WHAT NEEDS TO BE DONE:
In the entries from the line with "Where can you spot the calm" up to and including the line with "column 60, row 213", substitute "still water surface" for "calm water surface" and reproduce only those lines, leaving everything else unchanged.

TASK MATERIAL:
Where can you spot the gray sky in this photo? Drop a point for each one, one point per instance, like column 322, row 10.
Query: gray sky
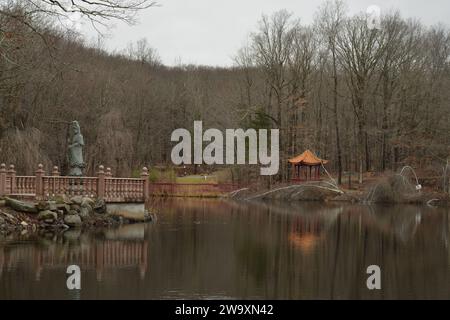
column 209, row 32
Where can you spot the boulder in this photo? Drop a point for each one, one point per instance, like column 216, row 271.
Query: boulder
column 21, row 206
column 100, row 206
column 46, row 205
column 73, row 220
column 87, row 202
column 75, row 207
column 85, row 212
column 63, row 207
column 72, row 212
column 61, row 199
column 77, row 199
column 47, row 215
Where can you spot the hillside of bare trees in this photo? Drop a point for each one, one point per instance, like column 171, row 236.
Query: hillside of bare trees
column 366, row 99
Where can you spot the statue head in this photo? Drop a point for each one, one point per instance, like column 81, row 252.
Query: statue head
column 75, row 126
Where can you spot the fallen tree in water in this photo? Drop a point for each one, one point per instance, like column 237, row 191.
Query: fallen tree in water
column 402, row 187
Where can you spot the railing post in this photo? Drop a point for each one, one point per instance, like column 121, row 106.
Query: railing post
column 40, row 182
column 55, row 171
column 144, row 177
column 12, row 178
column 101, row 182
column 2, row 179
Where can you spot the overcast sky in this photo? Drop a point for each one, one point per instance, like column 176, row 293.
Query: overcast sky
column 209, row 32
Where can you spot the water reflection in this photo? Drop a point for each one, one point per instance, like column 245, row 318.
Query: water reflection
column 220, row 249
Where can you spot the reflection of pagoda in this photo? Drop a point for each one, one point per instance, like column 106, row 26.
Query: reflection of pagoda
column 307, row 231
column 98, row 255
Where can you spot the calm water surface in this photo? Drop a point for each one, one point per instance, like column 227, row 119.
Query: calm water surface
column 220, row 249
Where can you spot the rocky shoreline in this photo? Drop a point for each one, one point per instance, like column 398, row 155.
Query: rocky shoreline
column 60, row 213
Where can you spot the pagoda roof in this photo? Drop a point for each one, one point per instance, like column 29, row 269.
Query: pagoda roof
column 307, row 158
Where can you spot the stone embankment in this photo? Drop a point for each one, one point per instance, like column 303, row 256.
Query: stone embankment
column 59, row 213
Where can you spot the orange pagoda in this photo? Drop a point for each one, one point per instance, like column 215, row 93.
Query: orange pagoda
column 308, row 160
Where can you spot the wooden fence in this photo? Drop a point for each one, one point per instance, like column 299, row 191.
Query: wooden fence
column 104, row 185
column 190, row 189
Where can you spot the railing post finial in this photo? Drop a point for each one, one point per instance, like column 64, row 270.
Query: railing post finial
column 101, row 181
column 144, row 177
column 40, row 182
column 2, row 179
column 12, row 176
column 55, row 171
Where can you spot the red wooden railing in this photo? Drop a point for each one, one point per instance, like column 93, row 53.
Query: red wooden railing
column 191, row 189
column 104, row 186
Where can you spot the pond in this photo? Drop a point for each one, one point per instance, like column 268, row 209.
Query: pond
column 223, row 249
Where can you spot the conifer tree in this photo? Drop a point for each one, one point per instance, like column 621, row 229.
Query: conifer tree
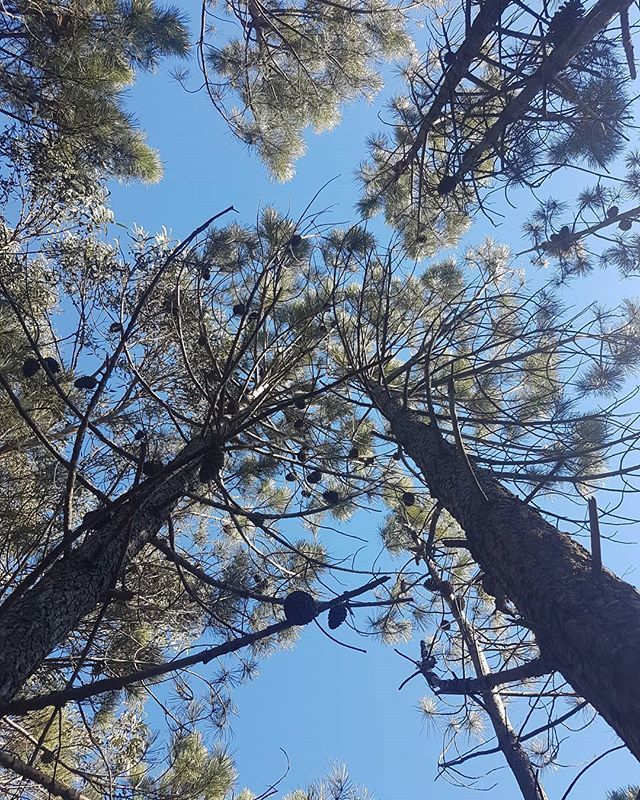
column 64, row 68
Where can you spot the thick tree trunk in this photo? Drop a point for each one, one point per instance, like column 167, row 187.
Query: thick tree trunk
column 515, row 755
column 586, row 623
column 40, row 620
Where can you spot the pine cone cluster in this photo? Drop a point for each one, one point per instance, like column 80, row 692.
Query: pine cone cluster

RESPONSE:
Where can you spot the still water surface in this photo? Drop a point for each one, one point per instance, like column 227, row 119.
Query: still water surface
column 220, row 249
Where can you spot the rocky shoreline in this photo? Drop a point for each one, one point per instance, like column 398, row 155.
Query: rocky shoreline
column 60, row 213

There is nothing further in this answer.